Brief - Please write out all of the records below exactly as they appear.

====== Records to process

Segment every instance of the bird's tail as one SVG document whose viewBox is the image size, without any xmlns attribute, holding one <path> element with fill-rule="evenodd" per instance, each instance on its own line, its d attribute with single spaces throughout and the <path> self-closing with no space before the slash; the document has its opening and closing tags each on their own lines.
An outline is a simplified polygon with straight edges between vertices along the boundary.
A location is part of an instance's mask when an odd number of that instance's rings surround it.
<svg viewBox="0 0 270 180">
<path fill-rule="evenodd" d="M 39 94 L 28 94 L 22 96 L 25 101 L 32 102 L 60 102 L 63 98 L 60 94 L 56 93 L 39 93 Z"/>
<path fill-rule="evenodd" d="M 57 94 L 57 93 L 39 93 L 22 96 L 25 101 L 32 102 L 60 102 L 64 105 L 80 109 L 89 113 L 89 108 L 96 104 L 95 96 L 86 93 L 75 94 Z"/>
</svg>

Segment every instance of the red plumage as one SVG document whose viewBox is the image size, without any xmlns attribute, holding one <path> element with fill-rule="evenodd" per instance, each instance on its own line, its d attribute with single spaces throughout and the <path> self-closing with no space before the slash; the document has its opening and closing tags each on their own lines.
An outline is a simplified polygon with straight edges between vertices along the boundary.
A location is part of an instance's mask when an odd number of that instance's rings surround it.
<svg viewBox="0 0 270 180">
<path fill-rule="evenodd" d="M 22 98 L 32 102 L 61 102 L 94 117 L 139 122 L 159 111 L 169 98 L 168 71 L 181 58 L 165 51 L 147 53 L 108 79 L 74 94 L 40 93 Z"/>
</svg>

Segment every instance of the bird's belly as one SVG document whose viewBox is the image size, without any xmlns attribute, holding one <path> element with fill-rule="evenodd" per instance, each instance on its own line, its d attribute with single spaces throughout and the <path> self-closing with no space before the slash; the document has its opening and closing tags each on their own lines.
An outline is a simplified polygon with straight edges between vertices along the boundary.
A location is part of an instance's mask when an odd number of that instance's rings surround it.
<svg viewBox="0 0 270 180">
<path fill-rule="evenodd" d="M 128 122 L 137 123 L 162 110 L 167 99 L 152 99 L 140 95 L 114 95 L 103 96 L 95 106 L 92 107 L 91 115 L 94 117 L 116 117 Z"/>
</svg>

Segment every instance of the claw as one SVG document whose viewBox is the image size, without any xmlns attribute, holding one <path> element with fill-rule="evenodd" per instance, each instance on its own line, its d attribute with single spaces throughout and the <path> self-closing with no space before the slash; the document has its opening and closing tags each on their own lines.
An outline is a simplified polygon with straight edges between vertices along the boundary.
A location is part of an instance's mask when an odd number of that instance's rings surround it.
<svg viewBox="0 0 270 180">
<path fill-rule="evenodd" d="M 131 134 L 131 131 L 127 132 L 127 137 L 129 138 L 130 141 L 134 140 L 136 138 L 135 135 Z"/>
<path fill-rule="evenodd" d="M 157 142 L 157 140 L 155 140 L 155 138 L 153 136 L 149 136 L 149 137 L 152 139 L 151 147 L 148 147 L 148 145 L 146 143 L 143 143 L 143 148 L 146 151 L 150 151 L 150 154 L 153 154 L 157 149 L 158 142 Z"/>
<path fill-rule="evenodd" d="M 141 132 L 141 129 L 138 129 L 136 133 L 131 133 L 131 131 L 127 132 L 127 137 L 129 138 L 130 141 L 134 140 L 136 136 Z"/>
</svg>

============

Task answer -
Segment every instance of the bird's tail as one SVG document whose viewBox is the image size, without any xmlns attribute, holding one <path> element with fill-rule="evenodd" per instance, each instance on its own line, its d attribute with single spaces throughout and the <path> self-closing with no space before the slash; the document has its opening and closing tags each on their own lines.
An outline is a simplified polygon with straight edges between vertices along the boundary.
A location is part of an instance's mask when an odd number of that instance's rings surround it.
<svg viewBox="0 0 270 180">
<path fill-rule="evenodd" d="M 39 94 L 28 94 L 22 96 L 25 101 L 32 102 L 60 102 L 63 98 L 60 94 L 56 93 L 39 93 Z"/>
<path fill-rule="evenodd" d="M 57 94 L 57 93 L 39 93 L 22 96 L 25 101 L 32 102 L 60 102 L 64 105 L 80 109 L 89 113 L 89 108 L 96 104 L 95 96 L 86 93 L 75 94 Z"/>
</svg>

Segment every instance of the red plumage as one SVG document whose viewBox is the image size, without any xmlns attribute, holding one <path> element with fill-rule="evenodd" per instance, each instance on its own line, its d attribute with single spaces throughout and the <path> self-closing with no space before the slash; the document has its opening and closing tags each on their own lines.
An outline is a simplified polygon with straight edges between vertices along the boundary.
A location is part of an instance's mask when an odd number of that instance's rings surround it.
<svg viewBox="0 0 270 180">
<path fill-rule="evenodd" d="M 22 98 L 32 102 L 61 102 L 94 117 L 139 122 L 159 111 L 169 98 L 168 71 L 181 58 L 165 51 L 147 53 L 108 79 L 74 94 L 40 93 Z"/>
</svg>

Segment every instance of the bird's belly as one SVG document whose viewBox is the image size, without any xmlns attribute, holding one <path> element with fill-rule="evenodd" per instance, each instance on its own line, its d attribute with single spaces throughout and the <path> self-closing with no space before the slash; the document has its opening and closing tags each on their own lines.
An outline is a simplified polygon with straight edges between vertices along the boundary.
A location is part of an instance's mask when an odd number of that instance's rings surround it.
<svg viewBox="0 0 270 180">
<path fill-rule="evenodd" d="M 128 122 L 137 123 L 162 110 L 167 99 L 152 99 L 140 95 L 114 95 L 103 96 L 95 106 L 92 107 L 91 115 L 94 117 L 116 117 Z"/>
</svg>

Segment every instance of the claw as one SVG document whose viewBox is the image size, without any xmlns attribute, holding one <path> element with fill-rule="evenodd" per instance, each instance on its own line, its d attribute with single spaces throughout and the <path> self-closing with no space before the slash; the document has its opening and closing tags each on their own lines.
An outline is a simplified polygon with straight edges between vertices along the boundary.
A location is part of an instance's mask when an odd number of that instance's rings surround it.
<svg viewBox="0 0 270 180">
<path fill-rule="evenodd" d="M 131 134 L 131 131 L 127 132 L 127 137 L 129 138 L 130 141 L 134 140 L 136 138 L 135 135 Z"/>
<path fill-rule="evenodd" d="M 157 142 L 157 140 L 155 140 L 155 138 L 153 136 L 149 136 L 149 137 L 152 139 L 151 147 L 148 147 L 148 145 L 146 143 L 143 143 L 143 148 L 146 151 L 150 151 L 150 154 L 153 154 L 157 149 L 158 142 Z"/>
<path fill-rule="evenodd" d="M 141 132 L 141 129 L 138 129 L 136 133 L 131 133 L 131 131 L 127 132 L 127 137 L 129 138 L 130 141 L 134 140 L 136 136 Z"/>
</svg>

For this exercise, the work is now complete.